● What to work on
Copy the entries below, substituting "Place a single point on each instance" for "Set one point per instance" wherever it appears and leaving everything else unchanged.

● Dataset content
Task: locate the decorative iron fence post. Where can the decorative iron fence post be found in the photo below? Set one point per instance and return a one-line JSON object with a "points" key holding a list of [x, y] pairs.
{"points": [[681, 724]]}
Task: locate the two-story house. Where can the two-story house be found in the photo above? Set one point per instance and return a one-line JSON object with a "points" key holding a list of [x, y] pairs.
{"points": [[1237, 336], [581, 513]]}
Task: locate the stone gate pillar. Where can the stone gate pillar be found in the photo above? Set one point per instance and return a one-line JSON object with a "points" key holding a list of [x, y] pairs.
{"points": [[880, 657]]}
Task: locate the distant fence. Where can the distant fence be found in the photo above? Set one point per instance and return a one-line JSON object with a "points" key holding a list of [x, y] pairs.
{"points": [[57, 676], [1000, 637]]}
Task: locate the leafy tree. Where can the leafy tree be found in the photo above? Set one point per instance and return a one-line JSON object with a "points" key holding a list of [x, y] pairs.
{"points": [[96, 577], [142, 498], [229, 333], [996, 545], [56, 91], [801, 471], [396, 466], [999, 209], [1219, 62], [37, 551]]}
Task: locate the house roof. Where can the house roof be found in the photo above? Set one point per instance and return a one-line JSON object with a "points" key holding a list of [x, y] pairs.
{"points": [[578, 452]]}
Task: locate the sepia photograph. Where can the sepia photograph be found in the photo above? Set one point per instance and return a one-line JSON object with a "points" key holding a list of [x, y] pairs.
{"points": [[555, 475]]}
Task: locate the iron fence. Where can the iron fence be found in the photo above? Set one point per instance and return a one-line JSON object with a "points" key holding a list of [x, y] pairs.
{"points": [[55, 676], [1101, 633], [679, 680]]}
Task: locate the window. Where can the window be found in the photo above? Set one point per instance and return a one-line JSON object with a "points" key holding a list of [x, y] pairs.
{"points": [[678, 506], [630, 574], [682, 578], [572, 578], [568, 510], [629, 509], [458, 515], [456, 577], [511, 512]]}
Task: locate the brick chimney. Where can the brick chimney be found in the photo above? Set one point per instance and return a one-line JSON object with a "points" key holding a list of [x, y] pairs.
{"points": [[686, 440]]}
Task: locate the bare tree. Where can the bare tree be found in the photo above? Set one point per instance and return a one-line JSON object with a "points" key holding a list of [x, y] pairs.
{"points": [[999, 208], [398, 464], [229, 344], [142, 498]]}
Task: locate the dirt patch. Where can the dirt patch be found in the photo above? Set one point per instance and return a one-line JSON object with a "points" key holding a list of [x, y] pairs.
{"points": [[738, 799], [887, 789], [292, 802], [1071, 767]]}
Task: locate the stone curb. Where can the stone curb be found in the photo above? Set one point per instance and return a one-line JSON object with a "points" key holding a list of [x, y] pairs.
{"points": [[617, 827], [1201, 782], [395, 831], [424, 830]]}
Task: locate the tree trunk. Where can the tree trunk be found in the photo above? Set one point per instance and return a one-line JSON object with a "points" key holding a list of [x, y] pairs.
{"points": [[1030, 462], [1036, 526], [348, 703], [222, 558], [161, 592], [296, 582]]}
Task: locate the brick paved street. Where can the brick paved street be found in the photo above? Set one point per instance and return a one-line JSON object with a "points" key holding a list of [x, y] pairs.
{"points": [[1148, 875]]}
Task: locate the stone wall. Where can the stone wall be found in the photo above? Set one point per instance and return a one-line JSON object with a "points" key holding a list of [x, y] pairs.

● Reply
Task: locate the decorative iron fence post. Where can the decorative iron fence post be found in the photo below? Place a single point on each instance and return a one-line JSON object with a "points" key holding a list of [x, y] pairs.
{"points": [[681, 724]]}
Task: locate the two-story house. Where can the two-story house be found in the photo above? Place a single point on each instance and return a one-line JSON object with a "points" key holding a list of [x, y] pairs.
{"points": [[1237, 336], [581, 513]]}
Task: locate the stone gate pillar. Where can the stone gate pillar be found in the photo above? Place a single point on each instance and return a one-line JSON object with a "points" key holding a list of [x, y] pairs.
{"points": [[880, 657]]}
Task: locate the distant fence. Where can the distant fence be found in the photo above? Place a single point on each instance and return a one-line JSON object with a "points" key holding a list of [x, y] pairs.
{"points": [[57, 676], [1000, 637]]}
Task: locate the leafy tree. Where can the leafy tree be found in the photo above? Place a single point on each instance and return a one-line JSON object with a "points" key holding a list of [x, y] pairs.
{"points": [[96, 577], [142, 498], [229, 333], [996, 545], [56, 91], [801, 471], [396, 466], [999, 209], [1219, 62], [37, 551]]}
Task: locate the house roof. Where can the house roof be found in the photo above? Place a single point on each instance and return a one-line JSON object with a "points" key holding a list of [x, y] pairs.
{"points": [[578, 452]]}
Task: locate the sepia photograph. Where can the sepia photograph be found in the photo above? Place a single point on each instance and return a one-line JSON object with a "points" key holding a list of [x, y] pairs.
{"points": [[555, 475]]}
Task: locate the iron fence. Where can the iron fence be found in the photo above? Place a single point on each instance and return a one-line JSON object with a "points" key holding a list of [x, y] pairs.
{"points": [[55, 676], [1101, 633], [679, 680]]}
Task: locate the window. Where can the window be found in the photo above? Place a single point on each instance and return a one-line JSON object with a "points" key holding a list of [x, y] pairs.
{"points": [[678, 506], [630, 574], [682, 578], [572, 578], [568, 510], [629, 509], [458, 515], [456, 577], [511, 512]]}
Task: locate the brick chimney. Where can the brick chimney be found in the photo above? Place a single point on each instance and return a one-line JSON object with a "points" key holding a list of [x, y] pairs.
{"points": [[686, 440]]}
Task: locate the bare tree. Where can the bare tree be found in the photo above? Place a single point on each instance and return a one-line JSON object with a "points" key holding a list of [x, y] pairs.
{"points": [[999, 208], [398, 464], [229, 344], [142, 498]]}
Task: locate the dirt patch. Where can the dirt patch be found in the photo above? Place a single point on each instance and return a one-line JSON object with a "points" key holding a list of [x, y] pairs.
{"points": [[738, 799], [887, 789], [292, 802], [1071, 767]]}
Task: locate the stone curb. Where can the stone curb be found in the photo above? Place a single point on each instance and return a one-line JSON object with a "points" key holding a list of [x, y] pairs.
{"points": [[617, 827], [1201, 782], [395, 831], [424, 830]]}
Task: locate the tree trunk. Where can the tree trunk be found in the photo above? Place a single point on each instance and return a one-line JSON object with a "points" key holding a list of [x, y] pairs.
{"points": [[1030, 462], [1036, 526], [348, 703], [222, 558], [161, 592], [296, 582]]}
Task: locate the brick paved street. Where can the brick paved street be found in the photo above? Place a single point on each instance and return a one-line JSON object with a "points" key holding a list of [x, y] pairs.
{"points": [[1148, 875]]}
Task: locate the stone wall. Where can the stone wall be found in the photo above? Place a single point on each instance and return a one-line JSON object with a "points" key holding a list of [x, y] pairs.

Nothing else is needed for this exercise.